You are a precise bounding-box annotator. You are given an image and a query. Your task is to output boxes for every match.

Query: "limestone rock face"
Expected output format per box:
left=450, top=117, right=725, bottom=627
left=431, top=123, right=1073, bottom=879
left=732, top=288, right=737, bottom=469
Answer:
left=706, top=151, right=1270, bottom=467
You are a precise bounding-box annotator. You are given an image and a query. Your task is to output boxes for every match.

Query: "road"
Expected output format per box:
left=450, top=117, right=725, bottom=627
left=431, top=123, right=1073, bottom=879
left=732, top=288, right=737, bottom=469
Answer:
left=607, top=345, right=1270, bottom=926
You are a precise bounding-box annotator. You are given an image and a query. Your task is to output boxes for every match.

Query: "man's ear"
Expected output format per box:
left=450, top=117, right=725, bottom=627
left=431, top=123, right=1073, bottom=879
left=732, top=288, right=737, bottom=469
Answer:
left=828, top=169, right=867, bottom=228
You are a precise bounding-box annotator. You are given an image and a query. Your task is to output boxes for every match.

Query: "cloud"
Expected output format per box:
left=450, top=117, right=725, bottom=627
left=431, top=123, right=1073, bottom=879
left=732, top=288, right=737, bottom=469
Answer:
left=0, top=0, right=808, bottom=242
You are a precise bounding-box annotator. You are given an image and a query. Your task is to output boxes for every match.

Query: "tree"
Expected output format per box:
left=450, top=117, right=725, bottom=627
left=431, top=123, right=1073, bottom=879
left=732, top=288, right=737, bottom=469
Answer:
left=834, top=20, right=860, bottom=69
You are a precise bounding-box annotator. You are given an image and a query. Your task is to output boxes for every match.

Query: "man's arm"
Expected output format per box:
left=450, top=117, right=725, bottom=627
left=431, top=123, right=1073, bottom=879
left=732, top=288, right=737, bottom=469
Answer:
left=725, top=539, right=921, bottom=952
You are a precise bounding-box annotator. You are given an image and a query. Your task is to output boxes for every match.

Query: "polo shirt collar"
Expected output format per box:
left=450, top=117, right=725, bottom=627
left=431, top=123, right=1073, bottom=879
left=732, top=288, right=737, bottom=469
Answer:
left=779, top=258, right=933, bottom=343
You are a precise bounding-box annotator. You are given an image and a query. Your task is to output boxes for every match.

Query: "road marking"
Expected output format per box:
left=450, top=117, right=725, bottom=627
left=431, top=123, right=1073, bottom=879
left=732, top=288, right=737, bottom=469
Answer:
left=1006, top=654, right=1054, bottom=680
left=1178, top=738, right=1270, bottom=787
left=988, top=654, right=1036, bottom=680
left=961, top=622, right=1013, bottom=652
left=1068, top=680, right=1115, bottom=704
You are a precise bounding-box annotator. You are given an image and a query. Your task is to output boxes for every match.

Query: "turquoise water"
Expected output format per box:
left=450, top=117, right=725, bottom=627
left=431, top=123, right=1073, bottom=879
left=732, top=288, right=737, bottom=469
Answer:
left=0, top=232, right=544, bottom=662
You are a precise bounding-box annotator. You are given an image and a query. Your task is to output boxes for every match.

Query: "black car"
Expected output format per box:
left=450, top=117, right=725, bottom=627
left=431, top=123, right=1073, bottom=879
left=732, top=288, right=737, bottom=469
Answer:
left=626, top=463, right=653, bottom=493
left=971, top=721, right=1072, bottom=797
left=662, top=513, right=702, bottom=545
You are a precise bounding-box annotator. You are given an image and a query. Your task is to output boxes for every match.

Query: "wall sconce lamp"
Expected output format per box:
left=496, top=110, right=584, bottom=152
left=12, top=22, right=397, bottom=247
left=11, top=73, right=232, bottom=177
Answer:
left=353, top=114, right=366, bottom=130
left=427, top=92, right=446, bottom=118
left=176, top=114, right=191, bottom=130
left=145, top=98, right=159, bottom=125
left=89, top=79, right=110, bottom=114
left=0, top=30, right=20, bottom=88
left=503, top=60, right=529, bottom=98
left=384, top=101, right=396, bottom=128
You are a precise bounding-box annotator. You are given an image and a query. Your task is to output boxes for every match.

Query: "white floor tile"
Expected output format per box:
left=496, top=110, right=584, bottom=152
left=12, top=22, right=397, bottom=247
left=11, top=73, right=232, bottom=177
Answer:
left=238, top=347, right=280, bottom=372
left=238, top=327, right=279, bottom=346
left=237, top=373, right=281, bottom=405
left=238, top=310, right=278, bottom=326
####################
**Exercise details**
Put every line from the start of the data down to and including the line that contains "left=725, top=539, right=921, bottom=952" into a JSON list of strings, one string per line. Leave out blank lines.

**Answer below**
[
  "You are a precise bounding-box annotator. You are given an image and a query. Your task is to output boxes for every match.",
  "Query: \"limestone rock face\"",
  "Expected output format per box:",
  "left=450, top=117, right=725, bottom=627",
  "left=431, top=123, right=1073, bottom=879",
  "left=732, top=288, right=737, bottom=469",
  "Answer:",
  "left=706, top=151, right=1270, bottom=467",
  "You are a precise bounding-box annotator. You are given an image and a query. Your task is to output boxes for every match.",
  "Query: \"road\"",
  "Expected output format per box:",
  "left=450, top=117, right=725, bottom=627",
  "left=431, top=123, right=1073, bottom=879",
  "left=732, top=288, right=737, bottom=469",
  "Answer:",
  "left=607, top=345, right=1270, bottom=926",
  "You are a precise bounding-box annotator. You are given an image and a query. Your task is to output boxes for every match.",
  "Query: \"man's ear\"",
  "Expected output format per box:",
  "left=450, top=117, right=725, bottom=627",
  "left=431, top=123, right=1073, bottom=879",
  "left=732, top=288, right=737, bottom=469",
  "Answer:",
  "left=828, top=169, right=867, bottom=228",
  "You are a precise bounding-box annotator. You are given an image and a query. Your task is to output boxes for every match.",
  "Query: \"cloud\"",
  "Expected output format per box:",
  "left=450, top=117, right=725, bottom=627",
  "left=431, top=123, right=1073, bottom=879",
  "left=732, top=288, right=737, bottom=469",
  "Answer:",
  "left=0, top=0, right=808, bottom=242",
  "You are a precise bounding-box annotator. You are given an image and a query. Your task is to output boxes for every match.",
  "Query: \"tree\"",
  "Expected output format per box:",
  "left=450, top=117, right=725, bottom=627",
  "left=431, top=123, right=1073, bottom=879",
  "left=732, top=288, right=737, bottom=469",
  "Answer:",
  "left=834, top=20, right=860, bottom=69",
  "You are a precise bounding-box annotator. You are given an image and a query. Your task is to output boxes for every match.",
  "Query: \"man's arm\"",
  "Expected output format per box:",
  "left=450, top=117, right=725, bottom=627",
  "left=431, top=123, right=1073, bottom=879",
  "left=732, top=288, right=737, bottom=469",
  "Answer:",
  "left=725, top=539, right=921, bottom=952"
]